→ WORK INSTRUCTIONS: Beginning with the line where "Indicate the blue building" appears, repeat every remaining line of the entries exactly, the last line included.

→ MATERIAL:
----

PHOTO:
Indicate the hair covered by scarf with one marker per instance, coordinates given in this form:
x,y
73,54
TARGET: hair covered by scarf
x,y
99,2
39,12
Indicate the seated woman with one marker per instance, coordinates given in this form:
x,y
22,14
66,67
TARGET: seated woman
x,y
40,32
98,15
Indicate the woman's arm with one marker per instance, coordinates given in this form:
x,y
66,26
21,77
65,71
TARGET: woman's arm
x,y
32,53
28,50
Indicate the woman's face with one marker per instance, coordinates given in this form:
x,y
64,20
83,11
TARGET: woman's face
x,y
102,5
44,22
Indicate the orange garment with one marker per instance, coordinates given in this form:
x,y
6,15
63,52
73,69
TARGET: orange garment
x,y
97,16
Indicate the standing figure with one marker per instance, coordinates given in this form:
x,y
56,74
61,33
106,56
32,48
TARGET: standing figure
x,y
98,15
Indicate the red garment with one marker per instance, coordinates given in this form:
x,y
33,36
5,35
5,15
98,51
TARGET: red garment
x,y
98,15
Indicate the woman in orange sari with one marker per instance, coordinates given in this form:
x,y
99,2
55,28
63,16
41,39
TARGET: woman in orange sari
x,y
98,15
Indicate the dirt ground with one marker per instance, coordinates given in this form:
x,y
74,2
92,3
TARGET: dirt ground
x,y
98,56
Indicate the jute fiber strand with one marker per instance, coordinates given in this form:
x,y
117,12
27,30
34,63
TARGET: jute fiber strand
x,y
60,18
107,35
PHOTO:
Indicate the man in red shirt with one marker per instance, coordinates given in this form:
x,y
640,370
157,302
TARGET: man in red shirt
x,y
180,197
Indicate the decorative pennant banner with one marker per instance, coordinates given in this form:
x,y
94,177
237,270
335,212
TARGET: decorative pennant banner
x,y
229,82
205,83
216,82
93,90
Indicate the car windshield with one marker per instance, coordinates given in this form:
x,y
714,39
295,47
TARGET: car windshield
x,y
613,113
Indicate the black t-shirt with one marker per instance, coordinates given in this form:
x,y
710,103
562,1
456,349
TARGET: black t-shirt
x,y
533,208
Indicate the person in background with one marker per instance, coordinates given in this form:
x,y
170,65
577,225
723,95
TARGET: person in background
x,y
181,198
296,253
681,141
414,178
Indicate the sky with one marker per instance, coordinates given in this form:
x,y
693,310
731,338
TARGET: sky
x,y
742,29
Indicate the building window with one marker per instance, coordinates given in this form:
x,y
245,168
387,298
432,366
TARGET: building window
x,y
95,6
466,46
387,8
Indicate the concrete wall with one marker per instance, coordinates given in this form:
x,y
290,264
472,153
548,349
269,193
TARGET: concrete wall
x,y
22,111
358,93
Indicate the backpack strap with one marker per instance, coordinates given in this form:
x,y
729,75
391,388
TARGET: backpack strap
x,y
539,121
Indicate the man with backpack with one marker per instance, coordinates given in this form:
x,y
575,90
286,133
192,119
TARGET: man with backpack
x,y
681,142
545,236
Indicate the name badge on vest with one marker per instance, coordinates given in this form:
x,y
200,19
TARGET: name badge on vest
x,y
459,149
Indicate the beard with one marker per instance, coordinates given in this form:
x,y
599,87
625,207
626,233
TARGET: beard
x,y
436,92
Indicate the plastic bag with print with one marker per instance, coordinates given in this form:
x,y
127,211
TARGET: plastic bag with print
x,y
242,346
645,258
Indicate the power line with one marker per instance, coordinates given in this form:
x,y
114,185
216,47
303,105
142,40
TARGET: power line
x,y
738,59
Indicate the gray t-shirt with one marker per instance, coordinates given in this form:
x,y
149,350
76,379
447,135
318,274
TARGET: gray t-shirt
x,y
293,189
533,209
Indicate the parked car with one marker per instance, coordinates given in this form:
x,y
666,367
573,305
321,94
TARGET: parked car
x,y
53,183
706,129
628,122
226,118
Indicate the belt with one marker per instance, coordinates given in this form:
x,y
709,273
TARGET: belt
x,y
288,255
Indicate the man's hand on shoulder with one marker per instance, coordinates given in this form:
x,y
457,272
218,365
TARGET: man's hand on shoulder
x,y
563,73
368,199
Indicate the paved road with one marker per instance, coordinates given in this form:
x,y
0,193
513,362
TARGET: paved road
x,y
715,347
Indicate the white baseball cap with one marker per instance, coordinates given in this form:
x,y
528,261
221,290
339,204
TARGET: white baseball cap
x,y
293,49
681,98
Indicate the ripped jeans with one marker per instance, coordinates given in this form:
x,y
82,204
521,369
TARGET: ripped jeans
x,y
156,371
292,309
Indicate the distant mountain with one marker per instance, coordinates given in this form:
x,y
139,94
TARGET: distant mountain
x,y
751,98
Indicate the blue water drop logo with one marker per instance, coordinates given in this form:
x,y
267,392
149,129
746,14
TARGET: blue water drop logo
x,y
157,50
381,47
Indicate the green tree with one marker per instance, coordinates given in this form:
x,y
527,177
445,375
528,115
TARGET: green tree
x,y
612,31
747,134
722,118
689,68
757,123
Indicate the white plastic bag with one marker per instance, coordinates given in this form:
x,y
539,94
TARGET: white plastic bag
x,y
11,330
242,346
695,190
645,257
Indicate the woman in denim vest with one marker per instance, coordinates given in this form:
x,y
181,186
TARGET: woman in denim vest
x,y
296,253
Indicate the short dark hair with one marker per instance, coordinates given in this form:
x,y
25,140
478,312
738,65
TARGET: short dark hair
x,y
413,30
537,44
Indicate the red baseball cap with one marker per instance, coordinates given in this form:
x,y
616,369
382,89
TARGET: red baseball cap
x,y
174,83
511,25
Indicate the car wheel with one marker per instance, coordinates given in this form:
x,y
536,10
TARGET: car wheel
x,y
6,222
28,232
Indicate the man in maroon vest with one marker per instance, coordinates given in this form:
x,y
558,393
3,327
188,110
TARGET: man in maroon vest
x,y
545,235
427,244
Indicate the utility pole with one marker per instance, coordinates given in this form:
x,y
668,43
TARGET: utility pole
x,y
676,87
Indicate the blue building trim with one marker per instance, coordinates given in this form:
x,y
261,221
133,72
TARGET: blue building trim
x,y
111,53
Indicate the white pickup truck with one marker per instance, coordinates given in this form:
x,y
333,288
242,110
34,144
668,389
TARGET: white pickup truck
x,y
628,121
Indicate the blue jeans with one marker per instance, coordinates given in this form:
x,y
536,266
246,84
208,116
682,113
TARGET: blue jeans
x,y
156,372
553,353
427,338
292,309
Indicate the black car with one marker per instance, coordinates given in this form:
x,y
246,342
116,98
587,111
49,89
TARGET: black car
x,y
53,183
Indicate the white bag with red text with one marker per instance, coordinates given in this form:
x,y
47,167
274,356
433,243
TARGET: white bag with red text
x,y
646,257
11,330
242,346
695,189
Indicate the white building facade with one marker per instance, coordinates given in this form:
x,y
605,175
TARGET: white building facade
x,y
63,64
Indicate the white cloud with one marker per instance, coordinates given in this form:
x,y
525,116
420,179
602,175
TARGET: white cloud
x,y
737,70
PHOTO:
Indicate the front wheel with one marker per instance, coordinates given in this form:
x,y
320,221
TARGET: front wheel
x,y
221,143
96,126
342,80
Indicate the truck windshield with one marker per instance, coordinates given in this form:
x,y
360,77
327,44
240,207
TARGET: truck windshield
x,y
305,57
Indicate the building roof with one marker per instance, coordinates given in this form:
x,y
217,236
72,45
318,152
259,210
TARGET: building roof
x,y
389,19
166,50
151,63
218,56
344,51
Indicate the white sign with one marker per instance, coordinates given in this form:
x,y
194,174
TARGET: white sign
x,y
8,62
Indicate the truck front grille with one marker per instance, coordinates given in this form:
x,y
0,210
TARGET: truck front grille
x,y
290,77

----

→ REPLY TO THE EXERCISE:
Indicate the blue building trim with one marker per instance, coordinates given in this form:
x,y
261,221
133,72
TARGET: blue building trim
x,y
111,53
Indicate the white pickup truck with one marker per instance, coordinates given in this form:
x,y
333,288
242,110
34,144
668,389
TARGET: white pickup truck
x,y
628,121
Indicate the blue jeans with one marker per instance, coordinates given in this form:
x,y
536,266
246,84
208,116
682,113
TARGET: blue jeans
x,y
156,372
553,353
427,338
292,309
Indicate the black car with one marker per instance, coordinates given in this form:
x,y
246,342
116,98
587,111
49,89
TARGET: black car
x,y
53,183
Indicate the white bag with red text with one marker per instance, coordinates given in this form:
x,y
47,167
274,356
433,243
TARGET: white bag with red text
x,y
646,257
11,330
242,346
695,189
Indicate the white building facade with one marker per instance, coordinates given in this form:
x,y
605,175
TARGET: white building facade
x,y
63,64
Indicate the white cloud with one marker per instance, coordinates given in this form:
x,y
525,116
420,179
602,175
TARGET: white cloud
x,y
737,70
PHOTO:
Indicate the front wheel with one marker per instance, coordinates given in this form:
x,y
320,221
TARGET: front wheel
x,y
221,143
96,126
342,80
Indicate the truck windshield with one marker per instance, coordinates given in this form:
x,y
360,77
327,44
240,207
TARGET: truck windshield
x,y
305,57
Indicate the building roof with one marker per instance, coordinates given in this form:
x,y
217,236
72,45
318,152
259,210
TARGET: building roof
x,y
389,19
166,50
151,63
218,56
344,51
Indicate the white sign with one marker per instance, coordinates given in this form:
x,y
194,174
TARGET: white sign
x,y
8,62
Indicate the truck front grille with one marker per instance, coordinates given in this form:
x,y
0,210
TARGET: truck front grille
x,y
290,77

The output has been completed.